_EXERCISE INSTRUCTIONS_: Copy the stretch of the forum post on ancient army numbers from "I am really" through "no other argument.", substituting "French army" for "Grand Armee" wherever it occurs.

====== PROVIDED PASSAGE

Re: Ancient army numbers - Nikanor - 02-21-2012

I am really pressing on the issue - and while it seemingly has fatigued a lot of people here and are passing to other greener fields - only to show the amount of 1) miscalculations 2) unjustified and totally unfounded disrespect for the accounts ancient writers 3) ignorance on the capacities of ancient armies 4) racial prejudice (yes, by all means) - i.e. 19th-20th century European historians accepting nonchalantly the feasibility of the Grand Armee supported by carriages, not ships in a harsh cold environment, and rejecting without any base the feasibility of the huge Persian army moving supported by ships. All that just because Persians were an ancient Asian kingdom - because apparently there is no other argument.

There is not a single argument of those who insist on the "low-numbers theory" to support their insistence. All we hear is the same "they could not had done it" - and it is the same them that accept that Napoleon did what he did in Russia, totally contradicting themselves and showing the total poverty of their argumentation and capacity of thinking, let alone paying respect to the historical account.

Speaking on numbers, what we should view first is what 5th century sources have written on the field. All the rest is really of lesser importance if not nonsensical. These are primarily Herodotus, Simonides and Ctesias. We can argue that Simonides was a poet, he may have thrown a number he heard somewhere for impressions. So let us comment mostly on Simonides and Ctesias who both spoke on details and the latter even claimed to have access to Persian material while the former had lots of material from the Greek sources (then being an Ionian he could have also info from the other side - let us not forget that in antiquity Herodotus was seen as too barbarophile which implies he also read some foreign sources too).

1. Herodotus makes reference to 2,5 million and includes an exhaustive list of land troops and navies from the vast array of ethnic groups, vassals and allies, that were grouped by the Persians. Then he doubles the number to include the logistics which is a rational guess.

2. Ctesias some decades later mentions particularly the gathering at Doriskos at about 800,000 men.

Remark: No matter who writer is the father of lies more than the other, the 2 accounts are NOT contradicting themselves: Herodotus speaks of the overall mobilisation. Ctesias speaks only of 1 major gathering in which we can understand very well that there would not be but only a part of the overall Persian mobilisation. From there on, Ctesias account - if it ever included only land-based troops could be the rough equivalent of an army of 300 to 400,000 men of fighting-only duties supported by another 400-500,000 men. The rest - as per Herodotus descriptions could have been assigned to any other type of activities in the greater region given that strategic Thrace was under freshly-achieved control.

============
====== EXTRACTED RECORDS

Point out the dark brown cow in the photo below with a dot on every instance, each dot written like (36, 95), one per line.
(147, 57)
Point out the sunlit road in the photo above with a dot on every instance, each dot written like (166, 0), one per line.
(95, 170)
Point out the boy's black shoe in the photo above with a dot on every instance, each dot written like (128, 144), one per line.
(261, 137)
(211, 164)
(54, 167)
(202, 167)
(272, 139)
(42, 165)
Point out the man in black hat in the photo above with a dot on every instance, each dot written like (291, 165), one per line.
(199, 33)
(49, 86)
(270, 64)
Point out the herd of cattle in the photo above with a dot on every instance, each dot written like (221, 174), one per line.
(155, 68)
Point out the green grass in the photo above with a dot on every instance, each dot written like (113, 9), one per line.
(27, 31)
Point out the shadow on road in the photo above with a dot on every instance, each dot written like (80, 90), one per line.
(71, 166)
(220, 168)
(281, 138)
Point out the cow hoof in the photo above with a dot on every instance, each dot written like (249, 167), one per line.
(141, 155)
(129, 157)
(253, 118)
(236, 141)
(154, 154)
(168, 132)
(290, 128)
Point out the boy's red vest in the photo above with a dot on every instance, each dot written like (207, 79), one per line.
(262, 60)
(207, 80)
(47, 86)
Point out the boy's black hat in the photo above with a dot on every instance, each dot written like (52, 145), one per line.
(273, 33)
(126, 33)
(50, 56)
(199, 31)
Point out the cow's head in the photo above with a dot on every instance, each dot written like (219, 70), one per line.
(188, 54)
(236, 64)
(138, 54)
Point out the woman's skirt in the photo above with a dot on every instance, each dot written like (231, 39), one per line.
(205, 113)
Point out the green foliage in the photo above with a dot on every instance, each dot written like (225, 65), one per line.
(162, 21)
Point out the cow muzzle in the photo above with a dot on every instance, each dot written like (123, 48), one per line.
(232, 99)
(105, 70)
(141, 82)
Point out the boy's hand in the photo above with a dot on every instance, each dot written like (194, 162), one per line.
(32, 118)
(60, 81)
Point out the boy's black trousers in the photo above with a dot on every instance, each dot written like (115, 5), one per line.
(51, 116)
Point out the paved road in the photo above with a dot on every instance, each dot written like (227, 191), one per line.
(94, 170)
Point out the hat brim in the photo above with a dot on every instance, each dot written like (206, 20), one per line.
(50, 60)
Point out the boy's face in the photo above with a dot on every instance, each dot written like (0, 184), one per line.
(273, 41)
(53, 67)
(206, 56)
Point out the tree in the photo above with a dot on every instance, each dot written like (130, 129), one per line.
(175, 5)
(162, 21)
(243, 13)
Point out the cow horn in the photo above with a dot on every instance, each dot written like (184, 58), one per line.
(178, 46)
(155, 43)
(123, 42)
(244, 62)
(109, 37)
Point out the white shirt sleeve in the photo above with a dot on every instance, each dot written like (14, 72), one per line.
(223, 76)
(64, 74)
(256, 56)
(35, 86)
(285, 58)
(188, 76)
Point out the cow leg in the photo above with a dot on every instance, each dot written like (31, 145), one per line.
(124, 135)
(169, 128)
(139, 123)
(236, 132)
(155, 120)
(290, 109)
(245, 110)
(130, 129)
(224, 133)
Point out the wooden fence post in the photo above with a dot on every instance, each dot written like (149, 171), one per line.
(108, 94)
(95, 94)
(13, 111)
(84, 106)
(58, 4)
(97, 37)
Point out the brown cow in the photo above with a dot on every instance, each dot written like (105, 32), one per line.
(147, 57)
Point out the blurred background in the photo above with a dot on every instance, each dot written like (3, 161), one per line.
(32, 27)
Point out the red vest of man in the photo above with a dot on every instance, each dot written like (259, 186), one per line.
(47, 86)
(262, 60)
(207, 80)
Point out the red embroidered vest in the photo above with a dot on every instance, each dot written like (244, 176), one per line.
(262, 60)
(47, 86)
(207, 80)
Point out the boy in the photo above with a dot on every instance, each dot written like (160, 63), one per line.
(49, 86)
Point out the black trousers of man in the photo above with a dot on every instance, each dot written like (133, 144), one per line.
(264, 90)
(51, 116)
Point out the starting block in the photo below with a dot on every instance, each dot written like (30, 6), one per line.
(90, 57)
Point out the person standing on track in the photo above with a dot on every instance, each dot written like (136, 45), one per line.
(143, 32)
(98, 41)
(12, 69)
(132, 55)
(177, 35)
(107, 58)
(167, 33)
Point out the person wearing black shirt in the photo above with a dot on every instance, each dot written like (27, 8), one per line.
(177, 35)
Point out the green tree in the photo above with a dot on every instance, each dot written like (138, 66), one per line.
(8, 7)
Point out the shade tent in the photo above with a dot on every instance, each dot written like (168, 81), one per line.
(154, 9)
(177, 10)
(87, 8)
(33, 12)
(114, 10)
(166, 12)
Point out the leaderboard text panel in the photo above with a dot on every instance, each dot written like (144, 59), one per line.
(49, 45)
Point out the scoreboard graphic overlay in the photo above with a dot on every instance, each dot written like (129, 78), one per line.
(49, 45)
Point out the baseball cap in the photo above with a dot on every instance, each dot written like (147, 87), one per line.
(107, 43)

============

_RESPONSE_:
I am really pressing on the issue - and while it seemingly has fatigued a lot of people here and are passing to other greener fields - only to show the amount of 1) miscalculations 2) unjustified and totally unfounded disrespect for the accounts ancient writers 3) ignorance on the capacities of ancient armies 4) racial prejudice (yes, by all means) - i.e. 19th-20th century European historians accepting nonchalantly the feasibility of the French army supported by carriages, not ships in a harsh cold environment, and rejecting without any base the feasibility of the huge Persian army moving supported by ships. All that just because Persians were an ancient Asian kingdom - because apparently there is no other argument.